## TASK DIRECTIONS
Report only how many lines of the entries below contain the string "target".

## Collected data
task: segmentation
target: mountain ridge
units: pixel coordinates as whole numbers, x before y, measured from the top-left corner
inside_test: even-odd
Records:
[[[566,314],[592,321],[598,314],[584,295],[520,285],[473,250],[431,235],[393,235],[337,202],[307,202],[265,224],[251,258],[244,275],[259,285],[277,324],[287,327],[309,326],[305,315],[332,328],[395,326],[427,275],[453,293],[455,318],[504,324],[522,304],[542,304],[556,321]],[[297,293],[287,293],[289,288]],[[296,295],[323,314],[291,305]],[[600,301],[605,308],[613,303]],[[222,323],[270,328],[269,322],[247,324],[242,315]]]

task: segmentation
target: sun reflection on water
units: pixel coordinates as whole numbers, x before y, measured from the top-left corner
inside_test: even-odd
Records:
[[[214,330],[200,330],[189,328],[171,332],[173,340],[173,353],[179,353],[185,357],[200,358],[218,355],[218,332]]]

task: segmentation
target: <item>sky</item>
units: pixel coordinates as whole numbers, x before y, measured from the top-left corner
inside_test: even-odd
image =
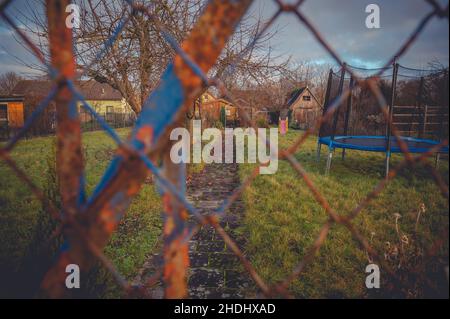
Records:
[[[295,2],[285,0],[285,2]],[[37,0],[14,0],[8,12],[40,12]],[[439,3],[447,5],[446,0]],[[380,8],[380,28],[368,29],[365,8],[377,4]],[[347,63],[360,67],[380,67],[413,32],[420,19],[432,10],[424,0],[306,0],[301,11],[321,32],[326,41]],[[277,10],[272,0],[255,0],[251,14],[268,19]],[[82,21],[81,21],[82,23]],[[291,57],[293,61],[318,64],[333,60],[306,27],[291,13],[282,14],[270,31],[276,35],[270,41],[274,55]],[[417,41],[401,57],[400,63],[413,68],[425,68],[431,61],[449,65],[448,20],[433,18]],[[22,61],[35,61],[14,39],[13,31],[0,19],[0,74],[14,71],[32,74]]]

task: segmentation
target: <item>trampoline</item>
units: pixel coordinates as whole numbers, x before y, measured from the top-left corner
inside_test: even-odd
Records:
[[[354,85],[353,74],[372,79],[376,74],[377,86],[388,104],[388,118],[382,116],[378,101],[368,88]],[[396,61],[386,69],[344,64],[337,72],[330,70],[322,116],[341,97],[344,88],[350,94],[335,106],[333,115],[321,123],[319,130],[317,159],[321,146],[328,146],[326,174],[330,172],[335,149],[342,149],[343,160],[345,151],[351,149],[385,153],[388,176],[391,154],[402,152],[392,134],[393,127],[411,153],[429,152],[448,139],[448,68],[421,70]],[[440,154],[448,154],[448,150],[448,146],[433,149],[436,165]]]
[[[408,150],[411,153],[426,153],[439,142],[402,136],[401,140],[408,146]],[[319,138],[319,143],[327,145],[330,149],[342,148],[352,149],[368,152],[387,152],[388,139],[386,136],[324,136]],[[401,149],[397,143],[395,136],[391,137],[391,153],[401,153]],[[445,146],[439,150],[439,153],[448,154],[448,146]]]

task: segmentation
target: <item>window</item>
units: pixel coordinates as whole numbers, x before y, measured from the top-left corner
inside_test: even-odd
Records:
[[[8,105],[0,104],[0,122],[8,121]]]
[[[114,106],[108,105],[106,107],[106,113],[114,113]]]
[[[311,96],[303,95],[303,101],[311,101]]]

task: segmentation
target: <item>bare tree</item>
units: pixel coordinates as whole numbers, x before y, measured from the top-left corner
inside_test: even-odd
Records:
[[[39,0],[44,6],[43,0]],[[33,0],[34,6],[36,1]],[[175,55],[161,28],[168,30],[178,43],[187,37],[201,14],[205,0],[142,1],[154,19],[143,12],[133,12],[121,0],[78,0],[80,28],[74,30],[76,58],[85,75],[108,83],[120,91],[131,108],[139,113],[162,72]],[[30,3],[31,6],[31,3]],[[17,13],[17,19],[48,58],[48,30],[45,17],[36,13]],[[131,17],[122,32],[114,30],[125,17]],[[276,30],[256,39],[264,26],[261,18],[249,13],[238,26],[231,41],[209,76],[221,78],[226,86],[242,85],[247,79],[259,80],[268,72],[283,69],[286,62],[273,63],[269,40]],[[104,43],[116,36],[114,44],[101,59],[97,54]],[[250,45],[252,44],[252,45]],[[36,66],[34,66],[36,67]]]
[[[311,89],[322,106],[323,103],[325,102],[328,75],[330,73],[331,68],[332,68],[331,64],[316,65],[313,70],[312,80],[310,82]]]
[[[8,95],[22,78],[15,72],[0,75],[0,94]]]

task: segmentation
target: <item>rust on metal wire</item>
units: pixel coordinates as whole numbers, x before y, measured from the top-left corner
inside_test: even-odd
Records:
[[[47,0],[47,16],[51,65],[58,72],[59,81],[75,76],[75,60],[72,30],[65,25],[65,8],[69,0]],[[61,83],[63,84],[63,83]],[[56,165],[64,214],[74,215],[79,204],[83,157],[81,152],[81,128],[76,100],[65,85],[55,98],[57,111]]]
[[[72,30],[66,27],[65,8],[69,0],[47,0],[46,10],[49,30],[51,66],[57,72],[60,89],[55,97],[57,117],[57,154],[56,165],[62,202],[62,215],[75,216],[80,207],[80,191],[83,187],[83,156],[81,152],[81,127],[78,119],[76,100],[72,92],[64,85],[65,80],[75,76],[75,59],[73,55]],[[79,234],[70,227],[65,229],[66,240],[73,256],[69,258],[62,253],[56,273],[46,276],[43,286],[50,296],[64,293],[65,267],[70,262],[84,264],[86,248],[81,244]]]
[[[234,27],[239,22],[250,3],[251,1],[249,0],[239,2],[215,0],[207,5],[202,17],[192,30],[190,37],[183,44],[186,53],[195,63],[201,65],[204,72],[208,71],[213,66],[228,38],[233,33]],[[52,9],[49,11],[49,14],[51,15]],[[65,21],[63,14],[58,18],[60,19],[59,23]],[[212,24],[212,26],[210,24]],[[55,41],[53,38],[51,40]],[[202,45],[198,45],[199,43]],[[195,99],[196,95],[201,92],[204,83],[181,57],[175,57],[174,65],[175,72],[179,77],[184,90],[183,103],[185,106],[188,106],[190,105],[189,103]],[[183,114],[183,108],[180,108],[179,114]],[[178,120],[180,119],[181,117],[178,116]],[[175,121],[175,124],[176,122],[177,121]],[[144,142],[146,146],[145,150],[147,152],[149,151],[149,147],[153,146],[154,143],[157,143],[157,141],[152,138],[152,130],[152,127],[143,126],[138,129],[137,133],[138,139]],[[165,131],[167,132],[168,130],[169,127],[166,127]],[[77,140],[76,138],[74,139]],[[133,150],[119,149],[117,154],[121,157],[122,161],[120,162],[120,166],[117,167],[114,177],[109,181],[106,187],[102,189],[101,194],[96,197],[92,203],[89,203],[85,213],[83,213],[82,216],[75,216],[79,224],[84,226],[85,233],[83,236],[85,236],[87,240],[93,241],[100,249],[103,249],[106,245],[112,232],[117,227],[122,214],[128,207],[131,198],[140,190],[140,187],[148,174],[147,167],[141,161],[139,155]],[[74,174],[73,176],[80,175]],[[69,256],[69,260],[78,260],[78,257],[87,258],[89,256],[89,253],[85,251],[80,252],[70,249],[64,253],[64,257],[61,258],[66,258],[66,254]],[[87,260],[89,259],[91,258],[88,258]],[[86,264],[88,267],[89,263],[86,263],[87,260],[84,260],[82,265]],[[58,277],[56,274],[64,272],[65,268],[63,269],[63,266],[63,263],[58,262],[55,267],[47,273],[46,278]],[[63,282],[60,280],[57,282],[60,286],[63,285]],[[51,287],[48,285],[45,287],[55,291],[55,294],[52,294],[53,296],[58,296],[60,294],[60,290],[53,285]]]
[[[164,176],[182,194],[185,193],[185,164],[174,164],[169,153],[164,155]],[[187,270],[189,268],[189,245],[184,241],[189,229],[188,214],[181,203],[169,192],[162,196],[164,208],[164,273],[166,298],[186,298]]]
[[[1,3],[1,17],[12,26],[24,43],[34,52],[36,57],[45,64],[46,61],[42,52],[7,15],[5,8],[11,2],[13,1],[7,0]],[[157,17],[151,15],[148,8],[133,1],[127,2],[133,9],[132,14],[135,11],[143,12],[155,23],[156,29],[165,33],[164,35],[167,36],[167,30],[158,22]],[[186,280],[189,267],[188,241],[198,231],[199,225],[203,224],[210,224],[216,229],[217,233],[223,238],[231,251],[238,256],[244,268],[266,296],[282,295],[290,297],[288,292],[290,283],[298,278],[305,268],[314,261],[314,256],[326,241],[331,226],[334,223],[344,226],[352,234],[355,241],[360,244],[360,248],[373,259],[380,262],[383,269],[392,277],[394,282],[402,284],[396,278],[395,273],[385,265],[385,262],[381,260],[377,252],[370,246],[367,239],[361,235],[359,230],[351,222],[374,198],[385,190],[389,182],[406,166],[413,167],[419,163],[423,164],[434,178],[442,195],[445,198],[449,196],[448,185],[439,175],[439,172],[427,162],[427,159],[432,156],[433,152],[439,150],[442,146],[448,145],[448,141],[442,141],[427,153],[420,156],[413,156],[409,152],[407,145],[400,138],[400,133],[397,128],[392,124],[392,119],[387,111],[388,103],[385,101],[375,80],[377,75],[380,75],[398,57],[407,52],[432,18],[448,19],[448,5],[447,7],[441,7],[435,0],[426,0],[433,10],[419,21],[410,36],[405,39],[400,48],[392,55],[392,58],[386,62],[385,67],[380,69],[379,74],[376,74],[373,78],[362,79],[343,63],[337,52],[326,41],[313,23],[303,14],[300,7],[304,2],[303,0],[298,0],[294,4],[287,4],[282,0],[275,0],[275,3],[278,5],[278,10],[268,20],[268,23],[256,36],[256,39],[251,42],[250,46],[256,43],[257,38],[262,36],[281,13],[292,13],[310,31],[326,52],[341,66],[342,70],[348,72],[354,78],[356,86],[366,87],[371,91],[372,95],[376,98],[380,111],[386,119],[387,125],[392,126],[392,135],[397,139],[404,159],[389,172],[387,178],[380,180],[373,190],[355,208],[350,210],[349,214],[338,213],[333,209],[331,204],[313,183],[303,165],[299,163],[293,154],[301,148],[307,137],[315,129],[320,127],[321,123],[332,117],[341,105],[344,104],[343,101],[351,94],[350,88],[346,88],[340,94],[339,98],[329,107],[329,110],[317,119],[314,127],[301,134],[288,149],[279,152],[280,157],[286,159],[303,179],[316,202],[328,214],[329,219],[322,225],[314,243],[306,250],[306,255],[303,256],[297,266],[287,275],[286,279],[281,281],[281,283],[269,286],[259,276],[241,249],[218,222],[220,214],[227,210],[244,189],[256,178],[258,168],[254,169],[243,181],[241,186],[224,201],[219,211],[211,212],[207,216],[200,216],[198,220],[199,224],[193,229],[188,229],[187,207],[184,207],[179,197],[177,198],[175,196],[181,194],[185,198],[185,168],[182,165],[172,163],[168,157],[168,132],[172,127],[181,124],[185,111],[193,104],[193,101],[207,85],[215,85],[224,96],[227,96],[234,102],[232,95],[228,92],[223,82],[220,79],[208,80],[206,74],[216,62],[229,37],[233,34],[237,23],[239,23],[252,1],[211,0],[208,2],[189,38],[183,42],[181,47],[175,44],[177,55],[171,65],[173,69],[168,68],[168,74],[166,75],[169,76],[163,78],[162,83],[155,90],[165,98],[164,102],[168,101],[168,104],[172,103],[172,106],[178,103],[175,108],[172,108],[174,110],[173,114],[168,114],[171,116],[171,120],[163,123],[163,127],[154,127],[149,124],[151,121],[145,121],[145,119],[140,122],[135,128],[132,142],[120,145],[117,149],[115,159],[110,166],[111,170],[105,174],[107,177],[105,179],[106,182],[104,185],[101,185],[102,187],[99,188],[98,194],[95,194],[91,201],[85,202],[83,197],[83,157],[81,152],[80,122],[77,117],[77,107],[73,92],[66,85],[68,83],[67,81],[72,81],[75,76],[72,30],[66,28],[65,25],[65,8],[70,1],[46,0],[51,57],[51,67],[49,70],[51,71],[52,78],[57,82],[58,87],[58,93],[55,98],[58,123],[57,171],[62,198],[62,212],[57,211],[54,205],[50,205],[49,212],[56,220],[61,222],[58,231],[65,235],[68,244],[66,246],[67,248],[61,252],[59,259],[48,271],[43,280],[42,287],[50,297],[67,296],[67,289],[64,286],[67,275],[65,273],[67,264],[76,263],[83,270],[86,270],[92,265],[94,260],[99,260],[103,263],[125,292],[130,294],[132,292],[139,292],[146,296],[145,284],[143,287],[137,287],[136,290],[133,290],[134,288],[120,275],[114,268],[114,265],[102,252],[128,208],[131,199],[139,192],[148,174],[148,166],[142,159],[143,154],[148,155],[151,160],[162,158],[164,164],[163,178],[175,187],[177,193],[175,194],[172,191],[165,190],[162,195],[164,208],[164,265],[162,266],[162,270],[157,270],[151,280],[146,283],[147,285],[152,285],[159,275],[162,274],[165,283],[165,297],[185,298],[188,296]],[[171,43],[171,45],[174,44]],[[172,78],[170,77],[170,75],[173,75],[171,72],[175,75]],[[178,96],[179,100],[176,100],[170,94],[171,92],[167,92],[169,91],[168,88],[174,85],[182,91]],[[239,107],[239,103],[234,104]],[[150,108],[164,111],[164,106],[156,103],[150,105]],[[243,109],[242,112],[244,118],[248,120],[253,128],[256,128],[254,121],[249,117],[246,110]],[[139,147],[137,148],[136,145]],[[0,158],[24,181],[38,199],[41,201],[45,200],[42,191],[39,190],[26,173],[19,169],[10,158],[9,151],[6,148],[0,149]],[[444,236],[448,238],[448,232]],[[443,243],[443,239],[438,239],[426,255],[432,256]],[[419,271],[421,271],[420,267],[416,269],[416,272]]]

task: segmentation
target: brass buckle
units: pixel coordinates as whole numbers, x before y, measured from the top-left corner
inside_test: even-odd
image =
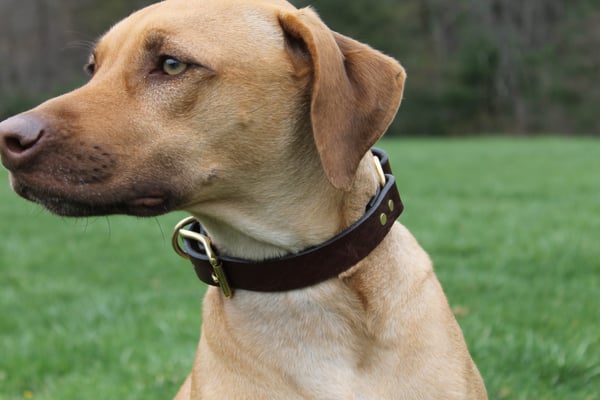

## REPLY TO THE EXERCISE
8